:: EXTRACT TO READ

English → Darija Transformer

it's a hands-on learning exercise to deeply understand how attention, positional encoding, encoder-decoder stacks, and beam search work together.

Dataset

English-to-Moroccan-Darija by BounharAbdelaziz on HuggingFace — ~16k parallel sentence pairs.

References & Inspiration

📄 Attention Is All You Need — Vaswani et al., 2017 (the original Transformer paper)
🎥 Coding a Transformer from Scratch — 3Blue1Brown

Architecture Overview

flowchart TB
    subgraph Input
        EN["English Sentence"]
        DA["Darija Sentence (shifted right)"]
    end

    subgraph Encoder["Encoder (×3 Layers)"]
        direction TB
        EE["Token Embedding + Positional Encoding"]
        EL1["Encoder Layer 1"]
        EL2["Encoder Layer 2"]
        EL3["Encoder Layer 3"]
        EN_NORM["Final LayerNorm"]
        EE --> EL1 --> EL2 --> EL3 --> EN_NORM
    end

    subgraph Decoder["Decoder (×3 Layers)"]
        direction TB
        DE["Token Embedding + Positional Encoding"]
        DL1["Decoder Layer 1"]
        DL2["Decoder Layer 2"]
        DL3["Decoder Layer 3"]
        DN_NORM["Final LayerNorm"]
        FC["Linear → Vocab"]
        DE --> DL1 --> DL2 --> DL3 --> DN_NORM --> FC
    end

    EN --> EE
    DA --> DE
    EN_NORM -- "Encoder Output" --> DL1
    EN_NORM -- "Encoder Output" --> DL2
    EN_NORM -- "Encoder Output" --> DL3
    FC --> OUT["Output Probabilities"]

Encoder Layer (Pre-LN)

flowchart TB
    X_IN["Input x"] --> LN1["LayerNorm"]
    LN1 --> SA["Multi-Head Self-Attention"]
    SA --> DROP1["Dropout (0.3)"]
    DROP1 --> ADD1(("+"))

::::
:: PROVIDED INFORMATION

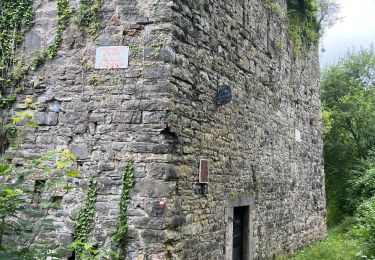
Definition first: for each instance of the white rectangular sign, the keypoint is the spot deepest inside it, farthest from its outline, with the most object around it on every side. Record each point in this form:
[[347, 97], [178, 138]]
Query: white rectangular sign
[[112, 57]]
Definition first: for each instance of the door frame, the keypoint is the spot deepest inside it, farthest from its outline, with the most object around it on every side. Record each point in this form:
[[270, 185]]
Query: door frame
[[249, 246]]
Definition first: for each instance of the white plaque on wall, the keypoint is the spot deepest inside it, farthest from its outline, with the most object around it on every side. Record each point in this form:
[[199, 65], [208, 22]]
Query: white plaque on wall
[[112, 57]]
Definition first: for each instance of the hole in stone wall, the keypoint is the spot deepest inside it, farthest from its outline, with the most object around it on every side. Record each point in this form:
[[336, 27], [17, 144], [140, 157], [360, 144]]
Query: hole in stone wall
[[39, 185], [168, 134], [172, 139]]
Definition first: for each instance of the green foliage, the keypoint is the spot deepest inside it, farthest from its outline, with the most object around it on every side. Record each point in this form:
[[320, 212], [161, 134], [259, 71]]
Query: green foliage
[[24, 207], [120, 235], [89, 16], [303, 29], [84, 220], [365, 226], [338, 245], [349, 117], [16, 18]]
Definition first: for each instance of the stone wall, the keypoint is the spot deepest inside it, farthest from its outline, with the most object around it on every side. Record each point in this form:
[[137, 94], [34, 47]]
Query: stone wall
[[266, 143], [161, 113]]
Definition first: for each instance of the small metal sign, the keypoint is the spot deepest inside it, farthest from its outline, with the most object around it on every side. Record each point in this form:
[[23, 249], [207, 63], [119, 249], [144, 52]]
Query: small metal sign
[[224, 95], [112, 57], [203, 171]]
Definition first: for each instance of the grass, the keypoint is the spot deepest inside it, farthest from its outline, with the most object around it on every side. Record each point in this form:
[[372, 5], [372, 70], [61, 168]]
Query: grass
[[337, 246]]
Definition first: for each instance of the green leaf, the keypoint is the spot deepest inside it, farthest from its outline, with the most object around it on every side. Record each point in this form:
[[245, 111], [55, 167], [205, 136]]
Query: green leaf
[[68, 188], [5, 168]]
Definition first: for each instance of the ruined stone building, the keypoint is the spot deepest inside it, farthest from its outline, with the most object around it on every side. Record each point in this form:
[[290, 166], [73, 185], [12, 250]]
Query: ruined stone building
[[211, 90]]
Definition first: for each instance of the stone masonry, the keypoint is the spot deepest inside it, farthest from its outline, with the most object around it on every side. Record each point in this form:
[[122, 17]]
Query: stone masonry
[[264, 147]]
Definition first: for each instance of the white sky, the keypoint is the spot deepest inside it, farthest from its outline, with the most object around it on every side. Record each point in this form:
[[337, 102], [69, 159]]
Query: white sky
[[356, 30]]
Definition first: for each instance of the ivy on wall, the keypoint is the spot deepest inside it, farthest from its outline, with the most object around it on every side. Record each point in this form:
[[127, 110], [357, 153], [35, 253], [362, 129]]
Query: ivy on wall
[[15, 19], [120, 235], [88, 16], [303, 28], [83, 222]]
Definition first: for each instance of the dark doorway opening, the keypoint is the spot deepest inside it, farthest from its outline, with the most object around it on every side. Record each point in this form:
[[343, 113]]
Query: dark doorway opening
[[240, 233]]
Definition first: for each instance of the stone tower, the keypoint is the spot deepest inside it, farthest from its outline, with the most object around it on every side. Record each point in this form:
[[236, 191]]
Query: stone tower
[[211, 86]]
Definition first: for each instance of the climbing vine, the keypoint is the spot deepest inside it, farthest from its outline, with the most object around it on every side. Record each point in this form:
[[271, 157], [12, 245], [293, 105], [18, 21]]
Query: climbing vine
[[82, 225], [88, 16], [63, 16], [303, 25], [119, 237], [16, 17]]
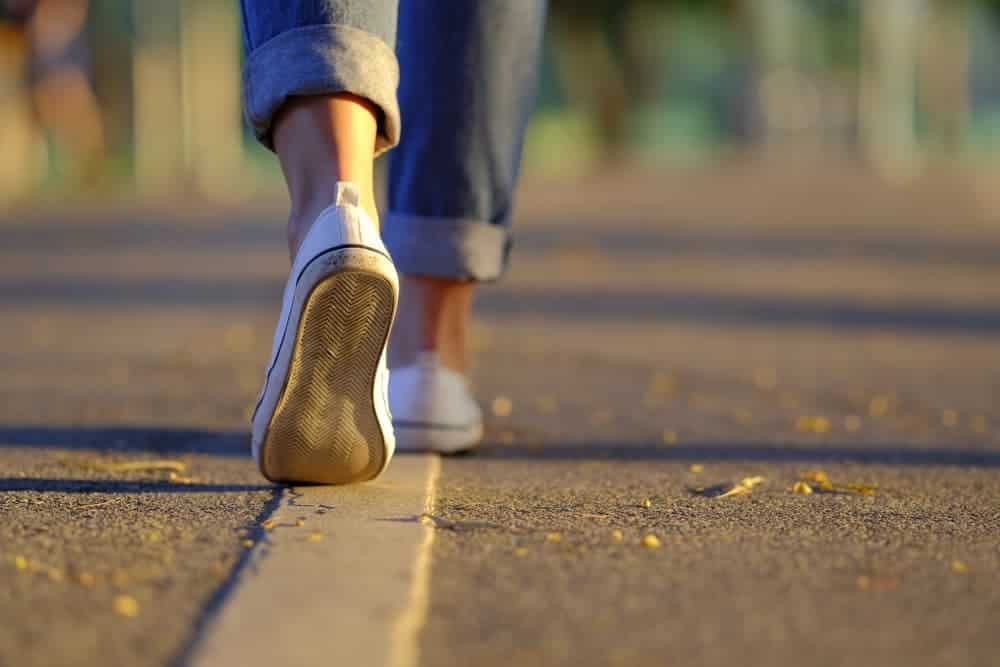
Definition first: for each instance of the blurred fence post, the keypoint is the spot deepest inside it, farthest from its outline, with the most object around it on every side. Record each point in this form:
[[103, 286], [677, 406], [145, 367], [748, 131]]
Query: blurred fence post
[[888, 87], [156, 87], [944, 73], [776, 25], [210, 86]]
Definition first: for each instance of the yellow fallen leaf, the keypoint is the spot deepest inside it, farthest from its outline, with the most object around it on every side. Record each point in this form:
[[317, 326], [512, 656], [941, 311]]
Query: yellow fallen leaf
[[807, 424], [817, 477], [126, 605]]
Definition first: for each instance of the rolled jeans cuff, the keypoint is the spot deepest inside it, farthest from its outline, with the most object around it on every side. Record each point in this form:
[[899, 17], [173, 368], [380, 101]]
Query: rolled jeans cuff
[[457, 249], [322, 60]]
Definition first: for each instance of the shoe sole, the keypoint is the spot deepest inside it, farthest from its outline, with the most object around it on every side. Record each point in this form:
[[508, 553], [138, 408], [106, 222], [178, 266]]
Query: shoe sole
[[430, 438], [325, 426]]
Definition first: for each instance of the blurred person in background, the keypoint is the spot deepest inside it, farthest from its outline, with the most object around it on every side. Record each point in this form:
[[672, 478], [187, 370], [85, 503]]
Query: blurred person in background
[[47, 71], [321, 91]]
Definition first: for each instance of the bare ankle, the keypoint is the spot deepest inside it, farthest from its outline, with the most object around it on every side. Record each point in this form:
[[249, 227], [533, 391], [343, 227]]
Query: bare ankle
[[322, 140]]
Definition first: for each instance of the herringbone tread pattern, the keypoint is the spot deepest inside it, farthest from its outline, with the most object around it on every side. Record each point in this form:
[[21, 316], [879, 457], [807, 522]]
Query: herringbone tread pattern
[[324, 428]]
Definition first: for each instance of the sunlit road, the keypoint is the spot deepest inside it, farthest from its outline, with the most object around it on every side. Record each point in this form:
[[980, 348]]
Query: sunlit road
[[656, 337]]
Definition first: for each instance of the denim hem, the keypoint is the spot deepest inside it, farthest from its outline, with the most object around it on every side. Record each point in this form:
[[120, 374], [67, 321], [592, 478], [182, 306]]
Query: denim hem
[[322, 60], [455, 248]]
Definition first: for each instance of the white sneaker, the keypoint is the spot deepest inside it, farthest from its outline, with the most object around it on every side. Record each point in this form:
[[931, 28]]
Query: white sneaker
[[323, 415], [432, 408]]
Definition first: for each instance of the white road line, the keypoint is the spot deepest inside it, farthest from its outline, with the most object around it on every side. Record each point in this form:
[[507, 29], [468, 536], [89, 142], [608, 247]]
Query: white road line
[[405, 640], [349, 586]]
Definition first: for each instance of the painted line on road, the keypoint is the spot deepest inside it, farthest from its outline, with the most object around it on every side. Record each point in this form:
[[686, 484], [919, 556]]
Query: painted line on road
[[349, 585]]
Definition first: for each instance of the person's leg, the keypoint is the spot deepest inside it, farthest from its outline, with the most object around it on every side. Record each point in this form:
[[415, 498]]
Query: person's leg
[[467, 89], [321, 82], [320, 90]]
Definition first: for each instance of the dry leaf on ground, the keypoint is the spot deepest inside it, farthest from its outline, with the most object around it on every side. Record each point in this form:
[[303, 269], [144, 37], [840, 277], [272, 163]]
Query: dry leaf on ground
[[728, 489]]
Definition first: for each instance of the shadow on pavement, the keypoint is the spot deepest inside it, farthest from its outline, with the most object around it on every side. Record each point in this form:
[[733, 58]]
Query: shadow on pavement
[[128, 439], [685, 239], [658, 305], [658, 238], [118, 486], [778, 453]]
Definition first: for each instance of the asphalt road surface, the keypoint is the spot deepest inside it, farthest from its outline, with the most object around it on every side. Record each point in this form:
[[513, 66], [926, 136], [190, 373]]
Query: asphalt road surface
[[659, 338]]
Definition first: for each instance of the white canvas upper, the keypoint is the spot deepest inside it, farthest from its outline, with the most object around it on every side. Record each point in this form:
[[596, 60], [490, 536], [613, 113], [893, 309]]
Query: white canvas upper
[[343, 225], [432, 408]]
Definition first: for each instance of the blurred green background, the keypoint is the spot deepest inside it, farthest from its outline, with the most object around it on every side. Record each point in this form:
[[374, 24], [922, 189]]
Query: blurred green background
[[142, 97]]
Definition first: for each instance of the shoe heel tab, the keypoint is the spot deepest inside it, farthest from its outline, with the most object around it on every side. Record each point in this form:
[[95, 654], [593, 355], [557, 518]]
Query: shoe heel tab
[[347, 194]]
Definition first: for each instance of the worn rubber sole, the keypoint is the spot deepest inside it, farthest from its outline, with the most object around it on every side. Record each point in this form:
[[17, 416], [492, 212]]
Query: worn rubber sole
[[325, 427]]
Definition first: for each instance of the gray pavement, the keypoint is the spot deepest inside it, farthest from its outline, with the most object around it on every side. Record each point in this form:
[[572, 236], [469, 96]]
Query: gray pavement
[[719, 325]]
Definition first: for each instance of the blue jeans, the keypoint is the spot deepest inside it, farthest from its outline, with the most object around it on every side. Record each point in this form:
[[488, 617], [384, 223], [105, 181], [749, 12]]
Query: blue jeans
[[466, 72]]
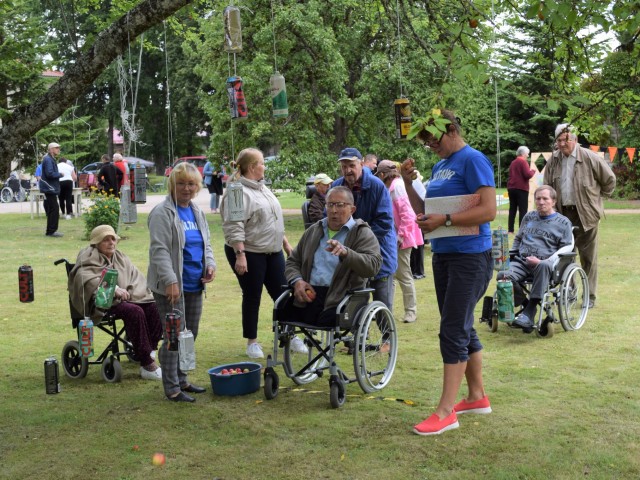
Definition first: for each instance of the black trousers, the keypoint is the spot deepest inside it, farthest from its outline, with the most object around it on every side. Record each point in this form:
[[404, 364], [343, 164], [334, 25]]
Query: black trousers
[[53, 214], [518, 200]]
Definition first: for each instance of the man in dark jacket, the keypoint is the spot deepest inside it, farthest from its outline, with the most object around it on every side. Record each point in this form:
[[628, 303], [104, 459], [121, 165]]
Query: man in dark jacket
[[373, 205], [49, 185]]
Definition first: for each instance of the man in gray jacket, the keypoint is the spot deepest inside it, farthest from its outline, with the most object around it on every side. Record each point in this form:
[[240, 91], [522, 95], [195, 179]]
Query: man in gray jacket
[[581, 177], [334, 255]]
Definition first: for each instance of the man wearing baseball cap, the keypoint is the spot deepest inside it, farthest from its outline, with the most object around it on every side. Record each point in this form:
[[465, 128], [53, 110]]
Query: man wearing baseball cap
[[373, 205], [316, 205], [49, 185]]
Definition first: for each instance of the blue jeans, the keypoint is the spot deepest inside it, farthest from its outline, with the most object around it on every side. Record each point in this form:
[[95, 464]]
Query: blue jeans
[[460, 280]]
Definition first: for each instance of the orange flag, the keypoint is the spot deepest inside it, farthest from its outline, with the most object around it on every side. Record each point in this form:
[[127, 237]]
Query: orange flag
[[631, 152]]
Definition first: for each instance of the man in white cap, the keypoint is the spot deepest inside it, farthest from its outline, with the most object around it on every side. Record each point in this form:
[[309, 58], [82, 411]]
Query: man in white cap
[[49, 185], [581, 178], [322, 182]]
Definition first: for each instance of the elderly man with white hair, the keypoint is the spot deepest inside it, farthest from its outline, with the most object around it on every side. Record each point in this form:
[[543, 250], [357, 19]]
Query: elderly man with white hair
[[518, 187], [581, 177]]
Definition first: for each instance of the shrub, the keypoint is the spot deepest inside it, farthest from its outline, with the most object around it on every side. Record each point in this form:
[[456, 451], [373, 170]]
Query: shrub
[[105, 210]]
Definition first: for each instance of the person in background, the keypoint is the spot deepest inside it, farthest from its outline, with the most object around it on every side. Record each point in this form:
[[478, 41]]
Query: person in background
[[370, 161], [66, 187], [213, 181], [120, 163], [181, 263], [132, 302], [317, 202], [581, 177], [109, 177], [518, 187], [335, 255], [538, 242], [49, 185], [462, 265], [408, 232], [373, 205], [254, 244]]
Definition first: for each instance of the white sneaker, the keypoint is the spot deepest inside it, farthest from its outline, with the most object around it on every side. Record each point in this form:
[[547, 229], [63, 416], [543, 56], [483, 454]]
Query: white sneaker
[[298, 346], [147, 375], [254, 350]]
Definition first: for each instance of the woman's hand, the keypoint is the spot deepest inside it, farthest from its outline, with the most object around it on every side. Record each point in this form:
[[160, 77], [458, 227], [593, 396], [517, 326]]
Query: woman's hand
[[209, 276], [172, 292]]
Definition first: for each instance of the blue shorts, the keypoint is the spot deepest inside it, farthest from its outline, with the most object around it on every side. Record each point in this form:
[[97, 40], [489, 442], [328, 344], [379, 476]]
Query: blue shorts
[[461, 280]]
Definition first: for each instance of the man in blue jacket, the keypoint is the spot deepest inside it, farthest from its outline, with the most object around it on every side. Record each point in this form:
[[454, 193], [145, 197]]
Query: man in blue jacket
[[49, 185], [373, 205]]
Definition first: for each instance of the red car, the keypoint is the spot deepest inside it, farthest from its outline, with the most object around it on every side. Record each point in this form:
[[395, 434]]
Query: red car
[[198, 160]]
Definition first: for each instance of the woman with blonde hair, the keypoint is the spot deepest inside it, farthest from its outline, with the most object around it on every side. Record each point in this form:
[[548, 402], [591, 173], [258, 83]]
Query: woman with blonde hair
[[181, 263], [254, 243]]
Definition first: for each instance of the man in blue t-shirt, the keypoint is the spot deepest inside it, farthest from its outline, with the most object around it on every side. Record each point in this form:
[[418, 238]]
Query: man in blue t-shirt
[[543, 235]]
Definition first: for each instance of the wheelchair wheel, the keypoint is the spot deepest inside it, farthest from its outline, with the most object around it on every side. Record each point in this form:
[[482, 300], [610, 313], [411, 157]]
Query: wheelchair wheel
[[375, 347], [271, 384], [574, 298], [73, 363], [6, 195], [111, 370], [294, 362], [337, 393]]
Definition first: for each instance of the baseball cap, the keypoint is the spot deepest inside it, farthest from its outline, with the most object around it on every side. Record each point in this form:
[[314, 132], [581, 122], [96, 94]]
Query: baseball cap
[[386, 166], [322, 178], [350, 154], [100, 232]]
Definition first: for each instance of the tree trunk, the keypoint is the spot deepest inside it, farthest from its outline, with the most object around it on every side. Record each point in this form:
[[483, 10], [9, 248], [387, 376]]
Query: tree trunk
[[26, 121]]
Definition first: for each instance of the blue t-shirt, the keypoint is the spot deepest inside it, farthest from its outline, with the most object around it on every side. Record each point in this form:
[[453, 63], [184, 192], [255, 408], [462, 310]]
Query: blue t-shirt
[[462, 174], [193, 252]]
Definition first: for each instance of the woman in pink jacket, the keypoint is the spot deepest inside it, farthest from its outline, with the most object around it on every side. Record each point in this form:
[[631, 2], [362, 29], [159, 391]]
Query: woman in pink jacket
[[409, 234]]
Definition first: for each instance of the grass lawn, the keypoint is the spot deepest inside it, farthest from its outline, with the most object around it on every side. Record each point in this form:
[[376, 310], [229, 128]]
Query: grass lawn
[[564, 408]]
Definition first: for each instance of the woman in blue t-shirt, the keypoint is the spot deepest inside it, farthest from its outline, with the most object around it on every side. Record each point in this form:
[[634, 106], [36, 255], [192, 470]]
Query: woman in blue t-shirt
[[180, 264], [462, 265]]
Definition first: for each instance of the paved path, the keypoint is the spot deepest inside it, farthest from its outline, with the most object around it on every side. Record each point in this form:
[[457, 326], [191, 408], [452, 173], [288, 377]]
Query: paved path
[[202, 200]]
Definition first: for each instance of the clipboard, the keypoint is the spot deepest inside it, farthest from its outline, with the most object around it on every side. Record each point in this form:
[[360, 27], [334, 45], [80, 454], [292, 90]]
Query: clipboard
[[452, 204]]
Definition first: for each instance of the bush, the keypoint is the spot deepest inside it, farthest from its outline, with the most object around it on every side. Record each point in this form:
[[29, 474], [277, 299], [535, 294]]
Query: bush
[[104, 211]]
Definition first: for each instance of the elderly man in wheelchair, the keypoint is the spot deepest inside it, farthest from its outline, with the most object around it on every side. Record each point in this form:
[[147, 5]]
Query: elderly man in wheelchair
[[542, 250], [334, 257]]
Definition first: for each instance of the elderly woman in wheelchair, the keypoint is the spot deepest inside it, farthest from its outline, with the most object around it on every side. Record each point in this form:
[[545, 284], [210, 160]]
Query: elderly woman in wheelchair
[[132, 302], [334, 256], [542, 269]]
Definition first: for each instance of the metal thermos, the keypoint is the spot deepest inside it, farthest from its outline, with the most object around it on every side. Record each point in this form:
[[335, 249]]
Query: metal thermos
[[25, 284], [51, 376]]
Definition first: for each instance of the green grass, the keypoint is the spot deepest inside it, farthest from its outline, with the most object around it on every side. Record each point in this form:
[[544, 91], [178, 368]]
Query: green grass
[[564, 408]]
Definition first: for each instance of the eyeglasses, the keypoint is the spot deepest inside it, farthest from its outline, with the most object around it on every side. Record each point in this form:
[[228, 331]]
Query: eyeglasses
[[337, 204]]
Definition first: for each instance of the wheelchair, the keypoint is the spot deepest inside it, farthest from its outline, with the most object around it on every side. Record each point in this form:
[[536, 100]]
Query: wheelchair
[[566, 300], [368, 331], [76, 366]]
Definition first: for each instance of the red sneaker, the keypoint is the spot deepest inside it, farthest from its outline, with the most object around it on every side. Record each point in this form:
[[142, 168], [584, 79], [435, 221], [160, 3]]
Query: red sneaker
[[434, 426], [479, 406]]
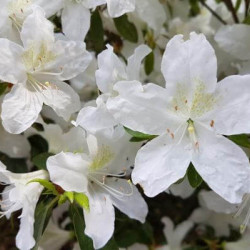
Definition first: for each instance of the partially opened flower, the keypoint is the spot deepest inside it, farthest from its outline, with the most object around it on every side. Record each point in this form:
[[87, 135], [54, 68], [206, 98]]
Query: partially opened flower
[[99, 174], [37, 71], [20, 194], [111, 70], [190, 116]]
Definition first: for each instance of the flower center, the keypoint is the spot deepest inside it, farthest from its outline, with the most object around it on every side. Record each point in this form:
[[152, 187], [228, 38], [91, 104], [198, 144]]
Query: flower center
[[101, 175], [192, 134], [192, 104], [35, 58], [17, 10]]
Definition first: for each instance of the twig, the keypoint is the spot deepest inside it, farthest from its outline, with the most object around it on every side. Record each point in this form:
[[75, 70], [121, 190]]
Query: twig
[[231, 8], [247, 5], [213, 12]]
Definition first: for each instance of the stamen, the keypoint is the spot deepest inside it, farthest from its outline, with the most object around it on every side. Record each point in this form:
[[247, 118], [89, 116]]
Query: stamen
[[192, 134], [118, 194]]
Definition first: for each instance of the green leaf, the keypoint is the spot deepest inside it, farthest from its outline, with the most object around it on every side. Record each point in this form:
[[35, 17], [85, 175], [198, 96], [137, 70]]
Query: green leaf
[[47, 184], [149, 63], [194, 7], [241, 140], [193, 177], [82, 200], [96, 32], [38, 145], [129, 232], [41, 159], [16, 165], [111, 245], [3, 87], [139, 135], [42, 215], [76, 215], [126, 29]]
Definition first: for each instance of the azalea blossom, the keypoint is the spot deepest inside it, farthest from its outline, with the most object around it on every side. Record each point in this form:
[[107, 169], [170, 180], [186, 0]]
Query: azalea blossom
[[111, 70], [14, 12], [37, 71], [190, 116], [98, 174], [21, 194]]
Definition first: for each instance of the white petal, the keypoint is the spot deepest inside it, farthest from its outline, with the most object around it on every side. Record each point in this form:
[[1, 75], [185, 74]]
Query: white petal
[[235, 39], [151, 12], [15, 146], [134, 62], [69, 171], [233, 113], [24, 238], [160, 163], [117, 8], [111, 69], [20, 109], [222, 164], [181, 231], [50, 7], [183, 189], [37, 30], [94, 119], [62, 98], [132, 205], [11, 68], [100, 219], [71, 59], [91, 4], [75, 28], [142, 108], [182, 64]]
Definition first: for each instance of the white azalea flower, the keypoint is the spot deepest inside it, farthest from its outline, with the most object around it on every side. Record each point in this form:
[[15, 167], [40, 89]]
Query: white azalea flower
[[190, 115], [14, 12], [176, 235], [71, 141], [20, 194], [111, 70], [15, 146], [37, 71], [183, 189], [98, 174]]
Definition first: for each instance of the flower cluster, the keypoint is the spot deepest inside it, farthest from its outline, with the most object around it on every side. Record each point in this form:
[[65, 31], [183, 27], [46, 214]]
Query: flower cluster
[[106, 104]]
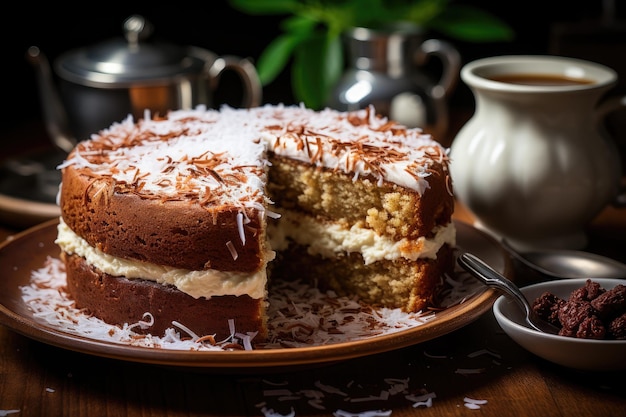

::::

→ **TASK TO CARRY OUT**
Reproduce the English-to-Darija Transformer text word for word, starting at "English → Darija" and ending at "original Transformer paper)".

→ **TASK RESPONSE**
English → Darija Transformer

it's a hands-on learning exercise to deeply understand how attention, positional encoding, encoder-decoder stacks, and beam search work together.

Dataset

English-to-Moroccan-Darija by BounharAbdelaziz on HuggingFace — ~16k parallel sentence pairs.

References & Inspiration

📄 Attention Is All You Need — Vaswani et al., 2017 (the original Transformer paper)